■ **WORK TASK A**
In the forum thread on thallium poisoning below, which Agatha Christie novel is said to use thallium as a poison?
■ **WORK TASK B**
Please extract a passage word for word from the forum thread on thallium poisoning below: begin at the words "I've heard that" and stop after "dodgy people apparently.".

■ **TEXT SECTION**

Agatha Christie uses thallium as a poison in The Pale Horse.

I've heard that AC is quite popular in Russia.

I wondered about the Russian Mafia as well.
 
coldelephant said:
Therein lies the real mystery.

What if it was some cack handed amateur the Russian Mafia had indirectly hired through an administrative error?

Why Russian Mafia?

Well that leads into another conspiracy theory that Putin is in fact their lackey.

well he does business with some pretty dodgy people apparently.

http://www.telegraph.co.uk/money/main.j ... bram02.xml
 
Didn't somebody try to bump off Ukrainian president Viktor Yushchenko with Thallium? I wonder if it's the same people behind both plots, or is this a popular way of assassination in Eastern Europe?
 
Timble2 said:
Agatha Christie uses thallium as a poison in The Pale Horse.
.

But wasn't young Mr. Graham Young the first Briton to actually carry out a murder by thallium?
 
gncxx said:
Didn't somebody try to bump off Ukrainian president Viktor Yushchenko with Thallium? I wonder if it's the same people behind both plots, or is this a popular way of assassination in Eastern Europe?
Dioxins.

...

More news. Apparently who ever had a go at the ex-KGB man used radioactive thallium.
http://news.bbc.co.uk/2/hi/uk_news/6167728.stm

Radioactive poison fear over spy
Tuesday, 21 November 2006

The Russian dissident ill in a London hospital may have been poisoned with a radioactive substance, an expert toxicologist has said.

■ **RECORDED DATA**
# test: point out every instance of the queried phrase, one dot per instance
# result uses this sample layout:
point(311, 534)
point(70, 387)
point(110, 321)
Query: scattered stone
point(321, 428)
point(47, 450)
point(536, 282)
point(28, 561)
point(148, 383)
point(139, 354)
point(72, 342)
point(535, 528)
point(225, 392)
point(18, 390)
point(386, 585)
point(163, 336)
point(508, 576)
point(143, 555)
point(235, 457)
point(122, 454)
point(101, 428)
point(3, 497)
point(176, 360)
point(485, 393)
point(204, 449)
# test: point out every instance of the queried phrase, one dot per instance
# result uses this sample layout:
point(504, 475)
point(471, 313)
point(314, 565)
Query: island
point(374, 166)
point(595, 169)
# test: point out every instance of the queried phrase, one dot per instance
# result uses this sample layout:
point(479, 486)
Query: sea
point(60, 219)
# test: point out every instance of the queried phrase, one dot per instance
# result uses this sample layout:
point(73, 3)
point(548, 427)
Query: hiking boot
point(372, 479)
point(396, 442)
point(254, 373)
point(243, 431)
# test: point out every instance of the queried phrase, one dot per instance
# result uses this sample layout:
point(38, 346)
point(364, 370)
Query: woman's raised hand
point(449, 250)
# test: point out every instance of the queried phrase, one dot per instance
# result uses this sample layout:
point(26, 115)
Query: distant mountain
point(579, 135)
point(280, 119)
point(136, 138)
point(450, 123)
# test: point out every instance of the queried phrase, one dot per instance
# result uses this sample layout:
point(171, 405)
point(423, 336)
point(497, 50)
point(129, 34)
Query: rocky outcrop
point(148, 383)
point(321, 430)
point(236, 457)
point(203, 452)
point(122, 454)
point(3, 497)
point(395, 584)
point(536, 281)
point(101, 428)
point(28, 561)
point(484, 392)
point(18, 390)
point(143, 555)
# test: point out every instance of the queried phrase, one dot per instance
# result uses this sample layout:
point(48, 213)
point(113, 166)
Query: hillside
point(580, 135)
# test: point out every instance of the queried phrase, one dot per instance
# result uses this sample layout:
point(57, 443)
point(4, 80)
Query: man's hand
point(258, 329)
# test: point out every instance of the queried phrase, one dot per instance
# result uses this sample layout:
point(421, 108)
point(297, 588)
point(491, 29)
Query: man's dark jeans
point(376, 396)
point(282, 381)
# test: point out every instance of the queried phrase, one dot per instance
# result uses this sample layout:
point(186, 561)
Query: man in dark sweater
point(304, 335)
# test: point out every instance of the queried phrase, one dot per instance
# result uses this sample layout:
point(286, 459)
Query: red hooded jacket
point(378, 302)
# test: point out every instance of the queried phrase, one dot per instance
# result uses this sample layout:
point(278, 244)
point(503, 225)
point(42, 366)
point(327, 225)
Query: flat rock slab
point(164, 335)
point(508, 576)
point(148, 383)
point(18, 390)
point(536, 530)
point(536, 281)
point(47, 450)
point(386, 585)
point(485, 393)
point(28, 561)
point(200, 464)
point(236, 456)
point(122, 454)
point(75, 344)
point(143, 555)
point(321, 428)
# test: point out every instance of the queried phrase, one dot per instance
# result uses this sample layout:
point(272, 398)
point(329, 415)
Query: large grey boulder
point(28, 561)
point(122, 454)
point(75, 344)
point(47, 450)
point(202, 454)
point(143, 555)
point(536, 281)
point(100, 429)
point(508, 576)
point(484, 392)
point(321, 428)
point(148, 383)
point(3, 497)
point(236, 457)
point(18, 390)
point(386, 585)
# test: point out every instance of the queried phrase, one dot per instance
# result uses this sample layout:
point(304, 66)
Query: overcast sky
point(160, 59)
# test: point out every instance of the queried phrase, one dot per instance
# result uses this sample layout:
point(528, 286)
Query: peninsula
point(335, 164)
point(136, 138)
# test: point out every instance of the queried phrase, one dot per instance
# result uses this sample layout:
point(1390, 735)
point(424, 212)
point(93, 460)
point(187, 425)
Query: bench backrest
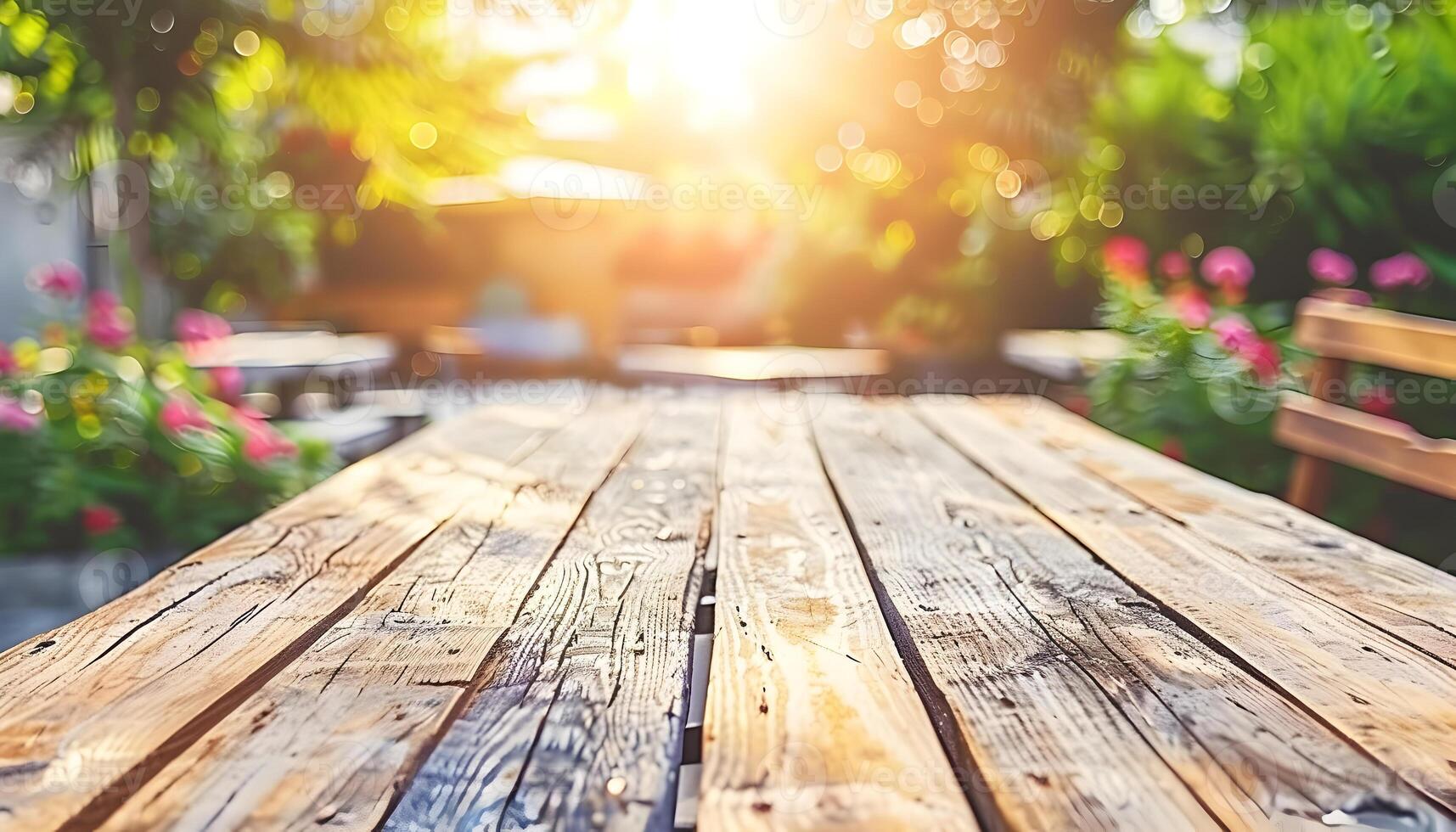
point(1325, 431)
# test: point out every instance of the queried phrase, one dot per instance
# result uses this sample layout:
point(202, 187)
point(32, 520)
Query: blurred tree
point(232, 115)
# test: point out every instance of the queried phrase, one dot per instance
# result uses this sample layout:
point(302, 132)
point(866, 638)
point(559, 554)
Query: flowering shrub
point(112, 441)
point(1205, 368)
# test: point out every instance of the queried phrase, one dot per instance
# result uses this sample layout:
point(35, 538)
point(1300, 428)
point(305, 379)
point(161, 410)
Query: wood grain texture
point(1392, 700)
point(812, 722)
point(329, 740)
point(1382, 447)
point(580, 722)
point(1394, 592)
point(1376, 337)
point(1251, 756)
point(89, 710)
point(1038, 744)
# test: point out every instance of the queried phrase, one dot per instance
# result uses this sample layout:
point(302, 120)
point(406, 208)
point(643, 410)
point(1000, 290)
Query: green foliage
point(233, 107)
point(1334, 133)
point(122, 445)
point(1180, 391)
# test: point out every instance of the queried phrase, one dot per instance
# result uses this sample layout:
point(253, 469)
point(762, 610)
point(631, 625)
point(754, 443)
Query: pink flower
point(1331, 267)
point(15, 419)
point(108, 323)
point(1403, 270)
point(1264, 359)
point(195, 327)
point(1126, 258)
point(1228, 267)
point(226, 384)
point(1174, 266)
point(262, 443)
point(1235, 333)
point(1240, 340)
point(1193, 307)
point(1379, 401)
point(98, 519)
point(60, 280)
point(183, 414)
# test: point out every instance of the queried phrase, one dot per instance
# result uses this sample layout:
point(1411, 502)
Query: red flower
point(262, 443)
point(60, 280)
point(98, 519)
point(195, 327)
point(1380, 401)
point(108, 323)
point(1231, 270)
point(1126, 258)
point(1193, 307)
point(183, 414)
point(1174, 266)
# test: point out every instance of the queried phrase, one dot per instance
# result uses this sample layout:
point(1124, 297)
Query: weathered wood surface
point(328, 742)
point(1382, 447)
point(1394, 700)
point(580, 720)
point(1042, 745)
point(924, 608)
point(1388, 589)
point(1376, 337)
point(89, 710)
point(812, 718)
point(1250, 756)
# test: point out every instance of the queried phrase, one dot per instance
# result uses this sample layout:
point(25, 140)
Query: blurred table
point(1063, 354)
point(753, 363)
point(268, 356)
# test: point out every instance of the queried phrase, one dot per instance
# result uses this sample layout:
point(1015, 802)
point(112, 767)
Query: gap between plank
point(1184, 622)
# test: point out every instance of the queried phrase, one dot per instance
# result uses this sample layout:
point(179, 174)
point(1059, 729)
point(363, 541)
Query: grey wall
point(32, 231)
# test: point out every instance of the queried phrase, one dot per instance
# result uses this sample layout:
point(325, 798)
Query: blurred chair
point(1324, 431)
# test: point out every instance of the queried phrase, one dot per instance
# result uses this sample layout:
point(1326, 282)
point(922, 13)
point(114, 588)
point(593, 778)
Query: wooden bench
point(932, 614)
point(1324, 431)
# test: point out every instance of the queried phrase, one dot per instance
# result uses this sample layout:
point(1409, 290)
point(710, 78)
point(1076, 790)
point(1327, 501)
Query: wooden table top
point(930, 614)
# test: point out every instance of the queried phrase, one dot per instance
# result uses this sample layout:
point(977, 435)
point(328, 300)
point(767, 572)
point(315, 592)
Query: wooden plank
point(89, 710)
point(1376, 337)
point(580, 723)
point(1368, 441)
point(332, 738)
point(1394, 592)
point(1248, 754)
point(1040, 745)
point(1395, 701)
point(812, 717)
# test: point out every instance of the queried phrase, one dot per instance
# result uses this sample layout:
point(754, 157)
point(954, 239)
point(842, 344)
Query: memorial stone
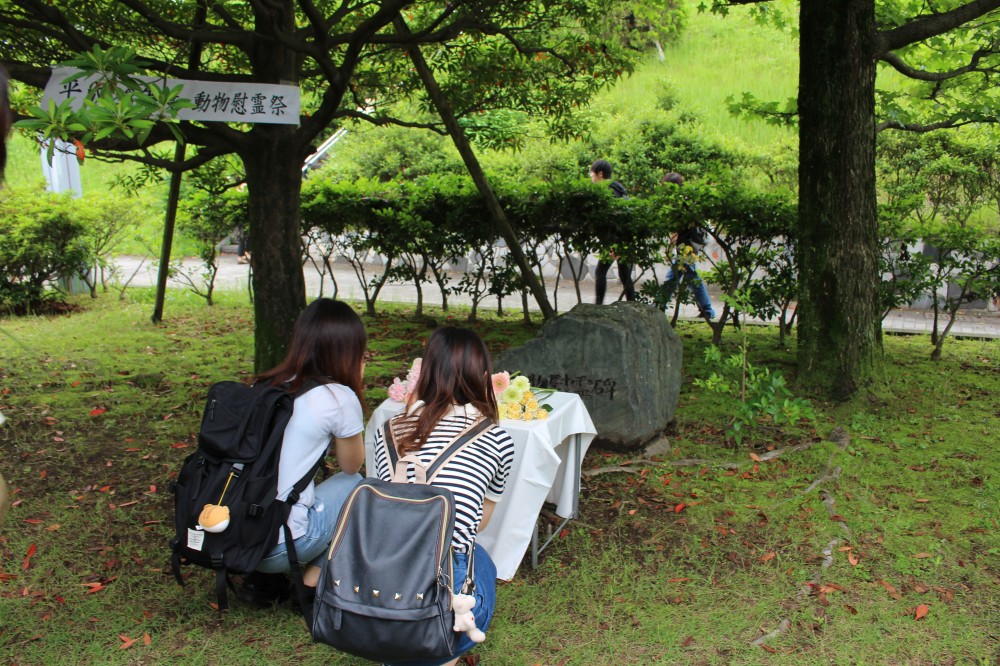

■ **ANSWER A**
The Pale Horse

■ **ANSWER B**
I've heard that AC is quite popular in Russia.

I wondered about the Russian Mafia as well.
 
coldelephant said:
Therein lies the real mystery.

What if it was some cack handed amateur the Russian Mafia had indirectly hired through an administrative error?

Why Russian Mafia?

Well that leads into another conspiracy theory that Putin is in fact their lackey.

well he does business with some pretty dodgy people apparently.